▸ **Textauszug**
──────────
Entscheidungsstichwort (Thema)
Vorlage zur Vorabentscheidung. Raum der Freiheit, der Sicherheit und des Rechts. Inhaftnahme Drittstaatsangehöriger. Grundrecht auf Freiheit. Voraussetzungen für die Rechtmäßigkeit der Haft. Kontrolle der Rechtmäßigkeit einer Inhaftnahme und der Aufrechterhaltung der Haft. Prüfung von Amts wegen. Grundrecht auf wirksamen gerichtlichen Rechtsschutz
Normenkette
Charta der Grundrechte der Europäischen Union Art. 6; Richtlinie 2008/115/EG Art. 15; Richtlinie 2013/33/EU Art. 9; Verordnung (EU) Nr. 604/2013 Art. 28; Charta der Grundrechte der Europäischen Union Art. 47
Beteiligte
Staatssecretaris van Justitie en Veiligheid |
Staatssecretaris van Justitie en Veiligheid |
Staatssecretaris van Justitie en Veiligheid |
Tenor
Art. 15 Abs. 2 und 3 der Richtlinie 2008/115/EG des Europäischen Parlaments und des Rates vom 16. Dezember 2008 über gemeinsame Normen und Verfahren in den Mitgliedstaaten zur Rückführung illegal aufhältiger Drittstaatsangehöriger, Art. 9 Abs. 3 und 5 der Richtlinie 2013/33/EU des Europäischen Parlaments und des Rates vom 26. Juni 2013 zur Festlegung von Normen für die Aufnahme von Personen, die internationalen Schutz beantragen, sowie Art. 28 Abs. 4 der Verordnung (EU) Nr. 604/2013 des Europäischen Parlaments und des Rates vom 26. Juni 2013 zur Festlegung der Kriterien und Verfahren zur Bestimmung des Mitgliedstaats, der für die Prüfung eines von einem Drittstaatsangehörigen oder Staatenlosen in einem Mitgliedstaat gestellten Antrags auf internationalen Schutz zuständig ist, in Verbindung mit den Art. 6 und 47 der Charta der Grundrechte der Europäischen Union
sind dahin auszulegen, dass
eine Justizbehörde im Rahmen ihrer Kontrolle, ob die sich aus dem Unionsrecht ergebenden Voraussetzungen für die Rechtmäßigkeit der Inhaftnahme eines Drittstaatsangehörigen beachtet wurden, anhand der ihr zur Kenntnis gebrachten Umstände des Falles, wie sie im bei ihr anhängigen kontradiktorischen Verfahren ergänzt oder aufgeklärt wurden, von Amts wegen zu prüfen hat, ob eine Rechtmäßigkeitsvoraussetzung missachtet wurde, auf die sich die betroffene Person nicht berufen hat.
──────────
▸ **Datenauszüge**
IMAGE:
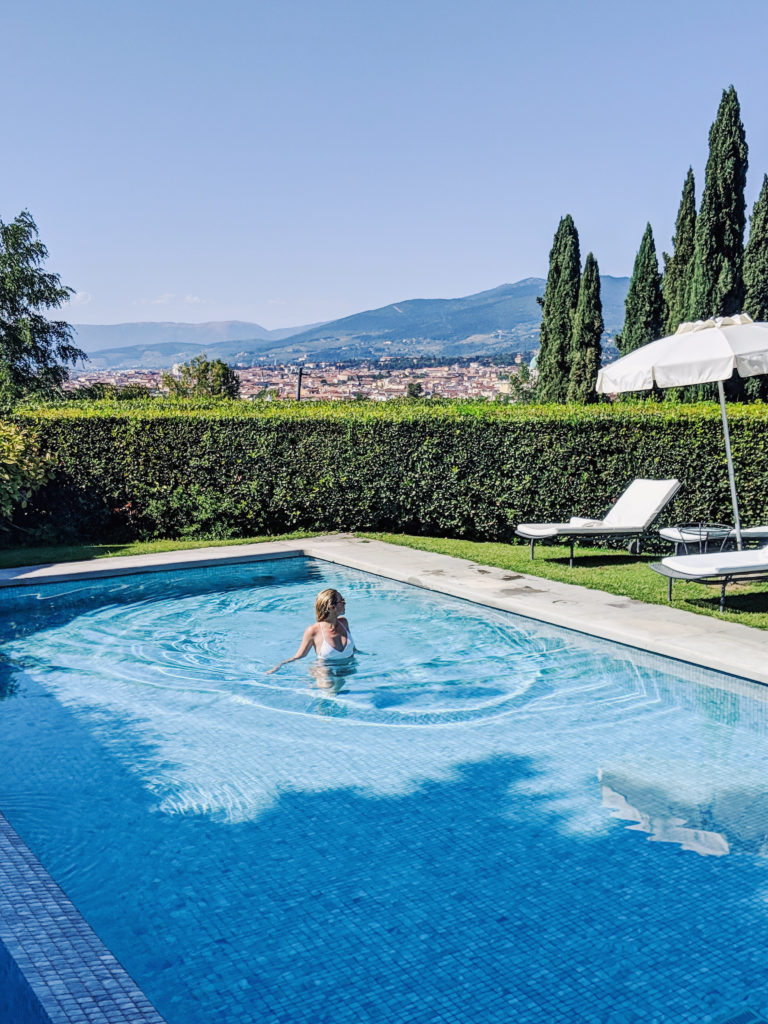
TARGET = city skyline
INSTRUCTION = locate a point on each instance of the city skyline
(289, 163)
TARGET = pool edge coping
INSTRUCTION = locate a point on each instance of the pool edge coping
(71, 973)
(726, 647)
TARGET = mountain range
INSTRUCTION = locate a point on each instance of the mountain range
(502, 320)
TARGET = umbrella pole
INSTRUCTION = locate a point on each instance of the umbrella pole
(731, 478)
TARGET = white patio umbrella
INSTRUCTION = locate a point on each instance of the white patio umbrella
(696, 353)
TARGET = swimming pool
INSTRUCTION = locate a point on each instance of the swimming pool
(460, 833)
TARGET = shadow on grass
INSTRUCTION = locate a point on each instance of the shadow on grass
(743, 602)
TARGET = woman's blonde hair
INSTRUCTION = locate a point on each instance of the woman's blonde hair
(324, 602)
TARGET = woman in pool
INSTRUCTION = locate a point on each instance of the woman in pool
(330, 635)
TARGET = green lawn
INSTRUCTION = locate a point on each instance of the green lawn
(613, 571)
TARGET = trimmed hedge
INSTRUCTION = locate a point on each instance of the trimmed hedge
(473, 470)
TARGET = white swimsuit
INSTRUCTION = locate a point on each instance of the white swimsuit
(328, 652)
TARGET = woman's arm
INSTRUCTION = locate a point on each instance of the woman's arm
(307, 642)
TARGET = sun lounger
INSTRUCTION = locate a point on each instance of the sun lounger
(718, 568)
(630, 516)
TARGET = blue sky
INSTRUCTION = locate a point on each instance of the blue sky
(291, 161)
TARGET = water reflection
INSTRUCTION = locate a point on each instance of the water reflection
(731, 820)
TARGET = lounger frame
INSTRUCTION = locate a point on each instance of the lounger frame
(715, 580)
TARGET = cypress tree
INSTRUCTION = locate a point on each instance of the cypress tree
(588, 328)
(756, 259)
(679, 266)
(717, 286)
(756, 280)
(644, 312)
(560, 297)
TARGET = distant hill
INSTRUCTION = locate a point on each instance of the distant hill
(502, 320)
(95, 337)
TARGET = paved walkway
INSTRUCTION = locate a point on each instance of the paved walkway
(701, 640)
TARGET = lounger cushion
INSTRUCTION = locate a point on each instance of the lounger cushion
(719, 563)
(633, 513)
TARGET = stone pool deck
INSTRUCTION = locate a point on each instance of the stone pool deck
(701, 640)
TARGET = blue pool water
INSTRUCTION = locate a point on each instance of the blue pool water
(485, 819)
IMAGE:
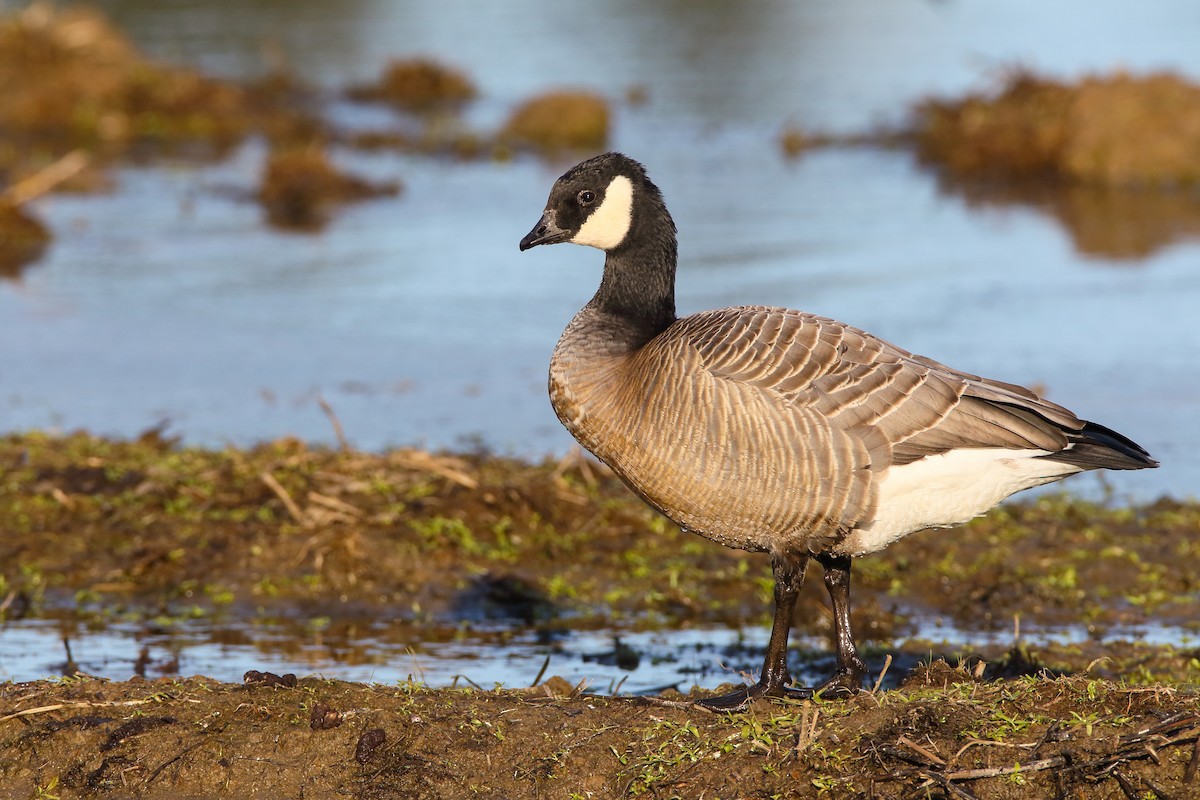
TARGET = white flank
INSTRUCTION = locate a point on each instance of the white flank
(610, 222)
(948, 489)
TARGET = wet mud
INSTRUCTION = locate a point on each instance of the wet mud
(941, 734)
(93, 525)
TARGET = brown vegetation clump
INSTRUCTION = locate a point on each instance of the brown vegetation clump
(559, 120)
(22, 238)
(419, 85)
(1104, 131)
(300, 186)
(71, 79)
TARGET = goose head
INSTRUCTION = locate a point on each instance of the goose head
(593, 204)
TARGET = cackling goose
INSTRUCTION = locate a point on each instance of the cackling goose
(775, 431)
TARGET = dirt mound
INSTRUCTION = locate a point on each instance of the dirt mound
(942, 734)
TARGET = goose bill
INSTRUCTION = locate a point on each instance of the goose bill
(544, 233)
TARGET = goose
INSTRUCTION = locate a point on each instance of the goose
(778, 431)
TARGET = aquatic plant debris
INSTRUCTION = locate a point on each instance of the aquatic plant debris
(559, 120)
(148, 528)
(1116, 130)
(300, 187)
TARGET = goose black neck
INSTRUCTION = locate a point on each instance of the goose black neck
(637, 288)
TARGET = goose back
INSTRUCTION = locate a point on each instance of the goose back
(768, 428)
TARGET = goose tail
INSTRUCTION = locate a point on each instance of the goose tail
(1096, 446)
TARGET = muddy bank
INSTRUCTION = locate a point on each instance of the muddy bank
(147, 524)
(941, 734)
(106, 529)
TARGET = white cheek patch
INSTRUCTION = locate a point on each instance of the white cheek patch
(610, 222)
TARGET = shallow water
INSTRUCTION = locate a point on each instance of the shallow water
(169, 301)
(377, 651)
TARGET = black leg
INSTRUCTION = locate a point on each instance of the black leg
(773, 683)
(847, 678)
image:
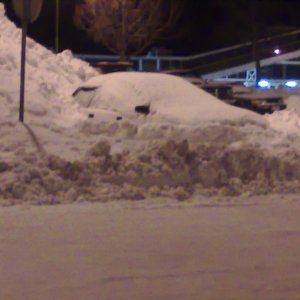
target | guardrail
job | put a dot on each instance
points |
(208, 62)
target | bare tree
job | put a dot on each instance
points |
(127, 27)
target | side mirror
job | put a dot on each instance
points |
(27, 10)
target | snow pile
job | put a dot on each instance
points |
(50, 78)
(102, 149)
(287, 121)
(170, 99)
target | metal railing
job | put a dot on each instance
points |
(208, 62)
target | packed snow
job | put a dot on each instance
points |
(92, 145)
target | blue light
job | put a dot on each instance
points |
(264, 83)
(277, 51)
(291, 84)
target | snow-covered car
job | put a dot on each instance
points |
(260, 103)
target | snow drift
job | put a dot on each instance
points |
(72, 150)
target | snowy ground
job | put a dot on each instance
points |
(190, 144)
(220, 187)
(152, 250)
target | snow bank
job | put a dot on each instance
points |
(170, 98)
(189, 144)
(50, 78)
(287, 121)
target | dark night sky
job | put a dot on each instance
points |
(204, 25)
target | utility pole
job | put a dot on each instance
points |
(57, 26)
(27, 11)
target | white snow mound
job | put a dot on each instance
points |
(170, 99)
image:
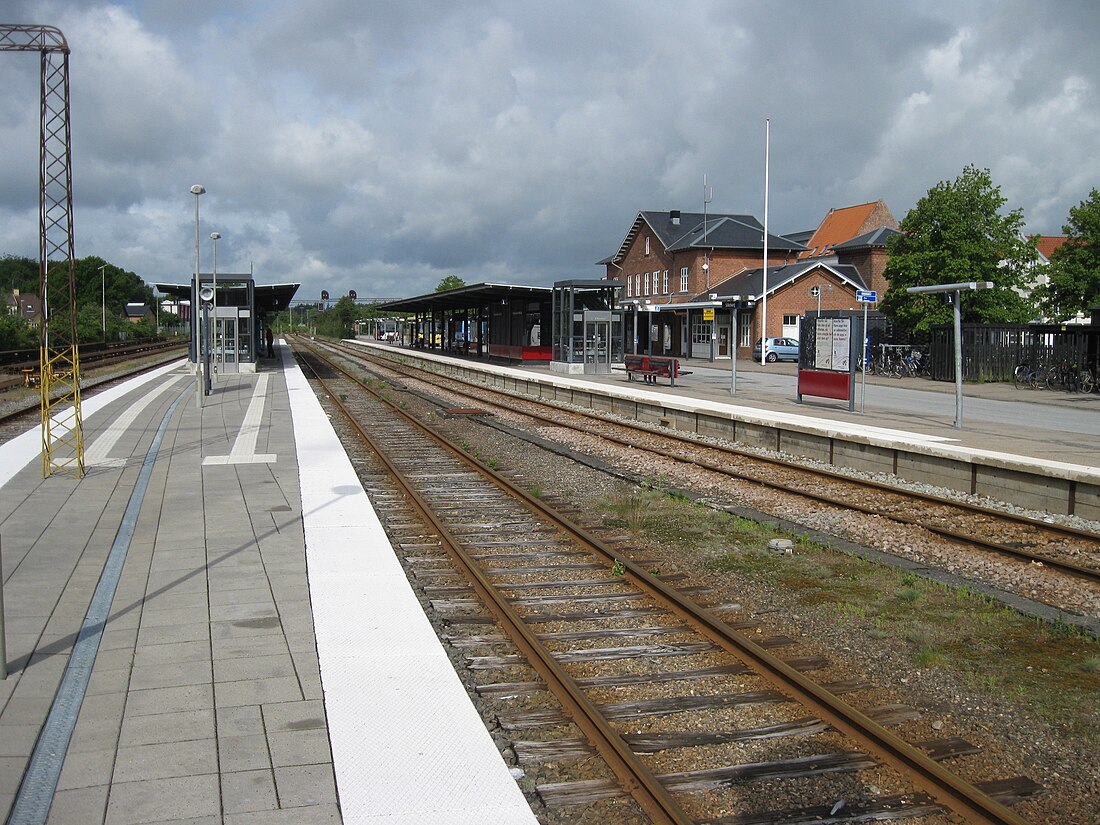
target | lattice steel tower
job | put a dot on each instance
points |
(58, 356)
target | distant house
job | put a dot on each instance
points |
(28, 307)
(685, 270)
(843, 224)
(136, 312)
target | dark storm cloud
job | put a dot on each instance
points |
(381, 146)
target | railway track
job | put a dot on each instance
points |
(1032, 541)
(20, 405)
(688, 712)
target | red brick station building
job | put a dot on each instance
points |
(685, 273)
(682, 283)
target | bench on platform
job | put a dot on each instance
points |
(651, 367)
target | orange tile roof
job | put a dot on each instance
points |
(1049, 243)
(839, 226)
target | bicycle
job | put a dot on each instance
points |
(1024, 376)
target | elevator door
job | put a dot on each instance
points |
(597, 340)
(226, 345)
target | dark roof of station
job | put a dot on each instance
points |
(472, 296)
(749, 283)
(267, 297)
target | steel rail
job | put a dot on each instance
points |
(1070, 568)
(941, 783)
(635, 777)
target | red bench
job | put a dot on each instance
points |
(651, 367)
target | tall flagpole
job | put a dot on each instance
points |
(763, 322)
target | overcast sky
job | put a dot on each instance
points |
(378, 146)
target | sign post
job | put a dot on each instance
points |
(3, 648)
(866, 297)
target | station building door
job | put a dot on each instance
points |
(232, 343)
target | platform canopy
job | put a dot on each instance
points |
(465, 297)
(268, 297)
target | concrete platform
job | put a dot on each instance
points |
(1034, 449)
(211, 627)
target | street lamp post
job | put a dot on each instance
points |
(955, 294)
(218, 347)
(196, 338)
(102, 297)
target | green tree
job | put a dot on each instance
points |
(339, 321)
(1074, 284)
(15, 333)
(450, 282)
(956, 233)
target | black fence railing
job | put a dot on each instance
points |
(992, 352)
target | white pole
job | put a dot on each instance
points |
(196, 316)
(862, 350)
(763, 311)
(102, 296)
(958, 358)
(3, 648)
(213, 240)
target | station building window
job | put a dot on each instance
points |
(700, 330)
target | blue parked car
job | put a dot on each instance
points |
(777, 349)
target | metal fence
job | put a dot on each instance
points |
(992, 352)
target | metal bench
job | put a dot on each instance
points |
(651, 367)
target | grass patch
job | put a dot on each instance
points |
(1051, 670)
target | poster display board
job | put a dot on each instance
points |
(829, 355)
(833, 344)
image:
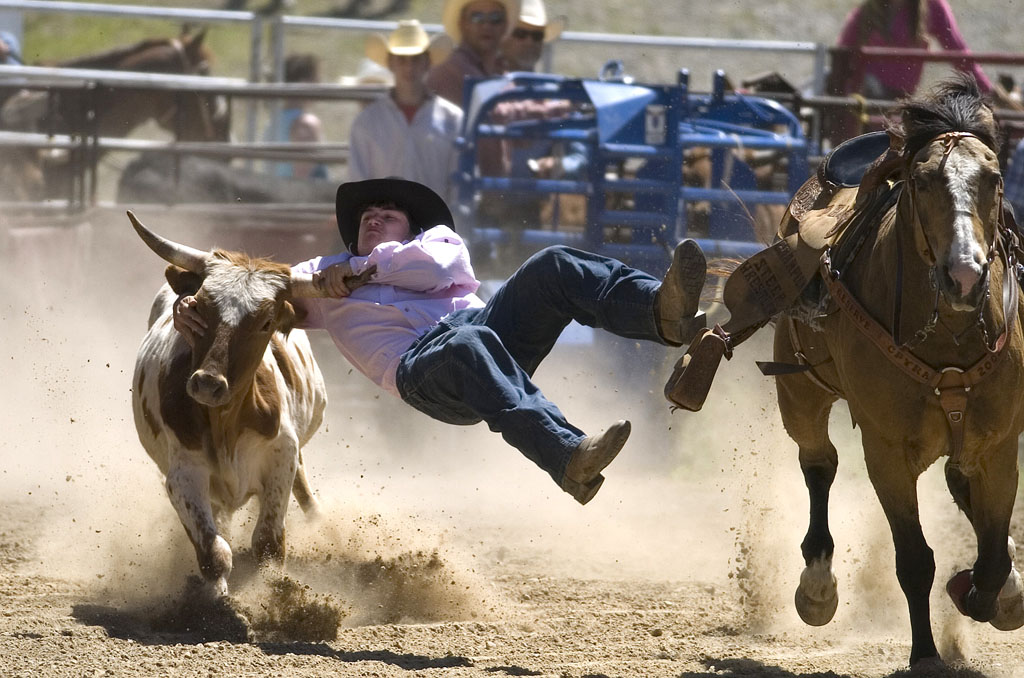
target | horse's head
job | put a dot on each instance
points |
(190, 116)
(954, 188)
──────────
▸ **Aufgaben**
(A) Von welchem Tag stammt die Richtlinie 2008/115/EG laut dem Textauszug?
(B) Ersetze in den Einträgen zwischen der Zeile mit „target | metal bench“ und dem Ende der Einträge, beide eingeschlossen, jedes „job“ durch „task“ und gib nur diese Zeilen ohne die Bilder wieder.

▸ **Lösungen**
(A) Vom 16. Dezember 2008.

(B)
target | metal bench
task | put a dot on each instance
points |
(651, 367)
target | grass patch
task | put a dot on each instance
points |
(1051, 670)
target | poster display board
task | put a dot on each instance
points |
(829, 355)
(833, 344)
image:
target | horse's head
task | put a dot on each instance
points |
(190, 116)
(954, 188)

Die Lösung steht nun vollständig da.